§ Dataset
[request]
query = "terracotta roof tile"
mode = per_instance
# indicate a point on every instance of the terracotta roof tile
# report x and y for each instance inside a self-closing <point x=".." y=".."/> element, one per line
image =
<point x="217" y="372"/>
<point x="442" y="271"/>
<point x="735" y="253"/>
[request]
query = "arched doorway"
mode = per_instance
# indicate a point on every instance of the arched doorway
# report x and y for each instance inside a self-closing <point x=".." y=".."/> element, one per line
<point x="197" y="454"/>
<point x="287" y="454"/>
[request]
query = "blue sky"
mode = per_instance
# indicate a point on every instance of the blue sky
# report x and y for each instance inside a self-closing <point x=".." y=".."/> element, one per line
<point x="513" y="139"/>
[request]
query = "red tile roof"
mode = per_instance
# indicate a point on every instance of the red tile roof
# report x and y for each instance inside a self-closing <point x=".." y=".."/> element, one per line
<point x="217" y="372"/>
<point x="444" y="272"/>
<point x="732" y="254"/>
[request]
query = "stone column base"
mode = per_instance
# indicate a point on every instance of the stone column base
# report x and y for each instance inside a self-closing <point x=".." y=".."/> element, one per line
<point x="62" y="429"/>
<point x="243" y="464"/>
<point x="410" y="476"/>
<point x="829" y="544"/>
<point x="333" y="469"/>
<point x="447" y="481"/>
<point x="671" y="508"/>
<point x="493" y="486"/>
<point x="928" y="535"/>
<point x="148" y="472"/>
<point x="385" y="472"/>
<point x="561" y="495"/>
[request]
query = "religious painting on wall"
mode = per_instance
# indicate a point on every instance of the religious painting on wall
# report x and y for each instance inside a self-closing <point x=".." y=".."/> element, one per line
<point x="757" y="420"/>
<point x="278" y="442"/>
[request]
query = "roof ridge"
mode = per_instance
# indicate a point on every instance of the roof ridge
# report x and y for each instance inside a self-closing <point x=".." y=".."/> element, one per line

§ Aim
Pick out each line of the material above that contains the string "doorway".

§ Solution for this exercise
query = "arched doorway"
# indicate a point on every instance of the arched doorway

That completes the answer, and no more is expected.